Una recente analisi dell’European Journalist Network, che ha confrontato i dati sull’eccesso della mortalità nelle province e nelle regioni di molti paesi europei, ha descritto un fenomeno che già conosciamo. Ci sono zone in cui nella prima ondata il coronavirus è arrivato soltanto marginalmente, e in cui il vero impatto della pandemia si è sentito soltanto in autunno. È un po’ quello che è successo in Italia con il Sud, che aveva superato la primavera con un numero relativamente basso di morti e malati, essendo entrato in lockdown quasi contemporaneamente al Nord Italia, dove circolava il virus. È successo qualcosa di simile anche per il Sud della Francia, e per tutto l’Est Europa.

◆ ◆ ◆ ◆

Estrai dal testo sull'eccesso di mortalità in Europa il passo che comincia con "Una recente analisi" e finisce con "tutto l’Est Europa.". I record che seguono il testo provengono da un'altra fonte.

Voci del dataset
◆ ◆ ◆ ◆

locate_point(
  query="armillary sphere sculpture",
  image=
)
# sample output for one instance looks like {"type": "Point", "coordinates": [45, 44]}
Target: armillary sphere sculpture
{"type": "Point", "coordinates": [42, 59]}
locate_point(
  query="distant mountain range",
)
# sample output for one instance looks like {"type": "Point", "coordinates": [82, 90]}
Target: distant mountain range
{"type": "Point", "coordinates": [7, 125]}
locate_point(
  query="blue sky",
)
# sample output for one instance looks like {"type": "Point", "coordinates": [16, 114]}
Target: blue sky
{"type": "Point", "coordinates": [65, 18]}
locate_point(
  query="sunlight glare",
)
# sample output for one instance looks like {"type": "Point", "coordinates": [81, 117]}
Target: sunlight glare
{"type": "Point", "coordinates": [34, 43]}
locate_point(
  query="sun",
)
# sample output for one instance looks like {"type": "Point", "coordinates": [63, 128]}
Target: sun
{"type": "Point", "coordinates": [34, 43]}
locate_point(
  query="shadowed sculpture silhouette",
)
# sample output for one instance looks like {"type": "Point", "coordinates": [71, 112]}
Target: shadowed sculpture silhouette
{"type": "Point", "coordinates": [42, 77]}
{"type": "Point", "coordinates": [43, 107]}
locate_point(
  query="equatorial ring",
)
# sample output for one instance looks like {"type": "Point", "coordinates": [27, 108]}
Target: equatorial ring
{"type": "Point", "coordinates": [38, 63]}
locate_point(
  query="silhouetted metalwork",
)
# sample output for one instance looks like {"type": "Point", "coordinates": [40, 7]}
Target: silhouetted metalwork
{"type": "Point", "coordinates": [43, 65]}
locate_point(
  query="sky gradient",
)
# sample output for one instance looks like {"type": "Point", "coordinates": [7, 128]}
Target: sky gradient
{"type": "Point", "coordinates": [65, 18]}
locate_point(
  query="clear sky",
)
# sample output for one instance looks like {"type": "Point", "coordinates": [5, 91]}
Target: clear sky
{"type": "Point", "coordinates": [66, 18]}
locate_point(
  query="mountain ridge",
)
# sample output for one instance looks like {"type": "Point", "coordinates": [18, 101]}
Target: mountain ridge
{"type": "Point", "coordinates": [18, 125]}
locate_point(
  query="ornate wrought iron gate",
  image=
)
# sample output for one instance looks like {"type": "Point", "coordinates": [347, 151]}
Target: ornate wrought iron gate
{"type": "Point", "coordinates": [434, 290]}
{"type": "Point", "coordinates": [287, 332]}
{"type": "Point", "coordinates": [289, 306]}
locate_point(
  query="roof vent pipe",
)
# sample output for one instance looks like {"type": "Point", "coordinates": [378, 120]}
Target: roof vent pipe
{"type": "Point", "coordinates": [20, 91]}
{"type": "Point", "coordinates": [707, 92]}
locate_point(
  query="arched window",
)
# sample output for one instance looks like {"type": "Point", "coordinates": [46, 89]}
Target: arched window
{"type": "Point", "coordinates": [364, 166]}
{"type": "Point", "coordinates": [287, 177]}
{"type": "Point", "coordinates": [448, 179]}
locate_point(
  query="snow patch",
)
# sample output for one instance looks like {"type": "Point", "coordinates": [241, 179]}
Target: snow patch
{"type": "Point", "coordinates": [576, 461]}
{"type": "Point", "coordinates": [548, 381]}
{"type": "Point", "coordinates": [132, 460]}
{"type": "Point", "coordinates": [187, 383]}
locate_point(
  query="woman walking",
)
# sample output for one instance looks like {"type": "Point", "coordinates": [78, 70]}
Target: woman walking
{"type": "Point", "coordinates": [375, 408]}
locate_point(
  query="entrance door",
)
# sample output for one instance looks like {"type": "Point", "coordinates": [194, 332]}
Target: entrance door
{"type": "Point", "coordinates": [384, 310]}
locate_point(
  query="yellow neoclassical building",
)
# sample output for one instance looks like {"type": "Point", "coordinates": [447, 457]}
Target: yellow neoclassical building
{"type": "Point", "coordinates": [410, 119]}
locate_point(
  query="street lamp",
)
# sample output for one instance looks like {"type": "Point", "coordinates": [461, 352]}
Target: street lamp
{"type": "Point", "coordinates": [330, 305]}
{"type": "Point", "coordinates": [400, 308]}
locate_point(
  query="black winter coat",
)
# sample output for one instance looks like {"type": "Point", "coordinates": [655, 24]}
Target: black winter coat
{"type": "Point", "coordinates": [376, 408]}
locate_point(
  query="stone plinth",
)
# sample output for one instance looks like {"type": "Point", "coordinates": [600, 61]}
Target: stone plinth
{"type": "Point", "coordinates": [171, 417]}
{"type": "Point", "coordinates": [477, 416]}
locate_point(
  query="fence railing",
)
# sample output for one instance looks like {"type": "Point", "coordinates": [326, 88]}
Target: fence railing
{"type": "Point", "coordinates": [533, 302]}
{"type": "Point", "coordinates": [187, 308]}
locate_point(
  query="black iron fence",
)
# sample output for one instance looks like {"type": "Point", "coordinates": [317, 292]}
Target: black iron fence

◆ ◆ ◆ ◆

§ **LA TUA SOLUZIONE**:
Una recente analisi dell’European Journalist Network, che ha confrontato i dati sull’eccesso della mortalità nelle province e nelle regioni di molti paesi europei, ha descritto un fenomeno che già conosciamo. Ci sono zone in cui nella prima ondata il coronavirus è arrivato soltanto marginalmente, e in cui il vero impatto della pandemia si è sentito soltanto in autunno. È un po’ quello che è successo in Italia con il Sud, che aveva superato la primavera con un numero relativamente basso di morti e malati, essendo entrato in lockdown quasi contemporaneamente al Nord Italia, dove circolava il virus. È successo qualcosa di simile anche per il Sud della Francia, e per tutto l’Est Europa.